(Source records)

==========

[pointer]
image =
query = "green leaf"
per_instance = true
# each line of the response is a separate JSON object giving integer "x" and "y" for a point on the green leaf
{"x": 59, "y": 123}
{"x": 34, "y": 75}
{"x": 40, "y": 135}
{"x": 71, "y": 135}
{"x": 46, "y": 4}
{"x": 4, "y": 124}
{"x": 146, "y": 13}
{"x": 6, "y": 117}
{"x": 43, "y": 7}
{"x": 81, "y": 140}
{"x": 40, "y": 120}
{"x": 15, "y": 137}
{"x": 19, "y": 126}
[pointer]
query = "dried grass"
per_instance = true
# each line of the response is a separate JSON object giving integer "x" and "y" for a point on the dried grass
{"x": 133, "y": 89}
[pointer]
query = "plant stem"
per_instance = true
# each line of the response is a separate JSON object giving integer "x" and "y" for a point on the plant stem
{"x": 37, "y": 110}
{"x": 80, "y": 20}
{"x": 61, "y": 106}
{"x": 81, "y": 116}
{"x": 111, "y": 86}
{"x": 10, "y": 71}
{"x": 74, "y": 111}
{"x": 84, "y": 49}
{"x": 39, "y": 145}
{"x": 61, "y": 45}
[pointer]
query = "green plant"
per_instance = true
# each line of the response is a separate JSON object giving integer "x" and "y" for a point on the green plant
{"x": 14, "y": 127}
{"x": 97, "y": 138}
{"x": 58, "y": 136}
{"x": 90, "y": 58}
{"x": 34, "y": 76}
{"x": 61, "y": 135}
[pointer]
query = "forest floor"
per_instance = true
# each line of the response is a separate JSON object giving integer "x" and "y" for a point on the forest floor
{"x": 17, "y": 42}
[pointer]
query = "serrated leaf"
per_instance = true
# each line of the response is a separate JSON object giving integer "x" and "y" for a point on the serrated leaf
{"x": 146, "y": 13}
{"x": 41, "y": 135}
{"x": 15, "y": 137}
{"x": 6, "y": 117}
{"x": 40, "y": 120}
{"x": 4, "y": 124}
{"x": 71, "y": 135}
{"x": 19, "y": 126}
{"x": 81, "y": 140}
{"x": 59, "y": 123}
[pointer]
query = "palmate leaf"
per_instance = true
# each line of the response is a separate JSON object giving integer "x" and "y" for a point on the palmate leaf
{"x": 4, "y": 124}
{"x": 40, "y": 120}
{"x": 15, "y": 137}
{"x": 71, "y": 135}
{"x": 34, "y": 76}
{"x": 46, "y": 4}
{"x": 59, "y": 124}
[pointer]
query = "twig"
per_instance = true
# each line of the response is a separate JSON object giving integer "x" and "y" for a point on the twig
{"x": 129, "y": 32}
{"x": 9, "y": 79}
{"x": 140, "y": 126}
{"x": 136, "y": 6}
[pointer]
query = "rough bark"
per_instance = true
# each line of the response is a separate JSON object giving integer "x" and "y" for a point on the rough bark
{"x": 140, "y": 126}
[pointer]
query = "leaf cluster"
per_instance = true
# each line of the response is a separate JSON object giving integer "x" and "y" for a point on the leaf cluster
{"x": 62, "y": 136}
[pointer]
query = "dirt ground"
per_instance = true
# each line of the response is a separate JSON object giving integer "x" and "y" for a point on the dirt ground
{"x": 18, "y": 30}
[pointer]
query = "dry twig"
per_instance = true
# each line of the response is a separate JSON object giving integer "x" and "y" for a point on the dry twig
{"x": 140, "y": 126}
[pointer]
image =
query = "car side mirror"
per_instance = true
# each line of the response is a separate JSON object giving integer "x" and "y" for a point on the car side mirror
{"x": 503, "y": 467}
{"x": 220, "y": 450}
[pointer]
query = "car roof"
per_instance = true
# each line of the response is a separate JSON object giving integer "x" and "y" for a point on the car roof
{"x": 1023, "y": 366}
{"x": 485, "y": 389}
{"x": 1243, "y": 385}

==========

Activity – For every entry above, write out an exact copy.

Solution to this task –
[pointer]
image =
query = "green leaf"
per_instance = true
# each line of the response is a separate JSON object giving integer "x" and "y" for a point on the green leaf
{"x": 59, "y": 123}
{"x": 34, "y": 75}
{"x": 40, "y": 135}
{"x": 71, "y": 135}
{"x": 46, "y": 4}
{"x": 4, "y": 124}
{"x": 146, "y": 13}
{"x": 6, "y": 117}
{"x": 43, "y": 7}
{"x": 81, "y": 140}
{"x": 40, "y": 120}
{"x": 15, "y": 137}
{"x": 19, "y": 126}
[pointer]
query = "dried grass"
per_instance = true
# each line of the response is a separate JSON object giving integer "x" and "y" for a point on the dried grass
{"x": 133, "y": 89}
[pointer]
query = "plant stem"
per_instance = true
# each line of the response is a separate JSON object giving integer "x" and "y" for a point on the plant stem
{"x": 37, "y": 110}
{"x": 80, "y": 20}
{"x": 61, "y": 106}
{"x": 81, "y": 116}
{"x": 111, "y": 86}
{"x": 10, "y": 71}
{"x": 74, "y": 111}
{"x": 84, "y": 49}
{"x": 39, "y": 145}
{"x": 61, "y": 45}
[pointer]
query = "green plant"
per_instance = true
# each line of the response is a separate JSON object giving integer "x" and "y" for a point on the green plant
{"x": 14, "y": 127}
{"x": 97, "y": 138}
{"x": 58, "y": 136}
{"x": 90, "y": 58}
{"x": 34, "y": 76}
{"x": 61, "y": 135}
[pointer]
query = "forest floor"
per_instance = true
# each line of the response is a separate JSON object giving integer "x" and "y" for a point on the forest floor
{"x": 17, "y": 42}
[pointer]
query = "serrated leaf"
per_instance = true
# each line of the response is a separate JSON object giving integer "x" and "y" for a point on the serrated leaf
{"x": 146, "y": 13}
{"x": 41, "y": 135}
{"x": 15, "y": 137}
{"x": 6, "y": 117}
{"x": 40, "y": 120}
{"x": 4, "y": 124}
{"x": 71, "y": 135}
{"x": 19, "y": 126}
{"x": 81, "y": 140}
{"x": 59, "y": 123}
[pointer]
query = "palmate leaf"
per_instance = true
# each line of the response is a separate JSON object giving integer "x" and "y" for a point on the palmate leaf
{"x": 4, "y": 124}
{"x": 40, "y": 120}
{"x": 15, "y": 137}
{"x": 71, "y": 135}
{"x": 34, "y": 76}
{"x": 46, "y": 4}
{"x": 59, "y": 124}
[pointer]
query = "twig"
per_instance = true
# each line of the response is a separate JSON object giving integer "x" and "y" for a point on the twig
{"x": 129, "y": 32}
{"x": 9, "y": 79}
{"x": 140, "y": 126}
{"x": 136, "y": 6}
[pointer]
query = "rough bark"
per_instance = true
# each line of the response is a separate JSON object giving integer "x" and "y" for a point on the rough bark
{"x": 140, "y": 126}
[pointer]
query = "leaf cluster"
per_instance = true
# each line of the response is a separate JSON object giving integer "x" and "y" for a point on the leaf cluster
{"x": 62, "y": 136}
[pointer]
query = "dirt ground"
per_instance = true
# each line of the response is a separate JSON object giving integer "x" and "y" for a point on the dirt ground
{"x": 18, "y": 30}
[pointer]
query = "dry twig"
per_instance = true
# each line of the response is a separate JSON object giving integer "x" and "y" for a point on the dry twig
{"x": 140, "y": 126}
[pointer]
image =
query = "car side mirror"
per_instance = true
# each line of the response is a separate JSON object giving integer "x" and "y" for a point on the car side mirror
{"x": 503, "y": 467}
{"x": 220, "y": 450}
[pointer]
query = "car roof"
per_instance = true
# each line of the response is a separate JSON object giving integer "x" and "y" for a point on the car roof
{"x": 1023, "y": 366}
{"x": 485, "y": 389}
{"x": 1243, "y": 385}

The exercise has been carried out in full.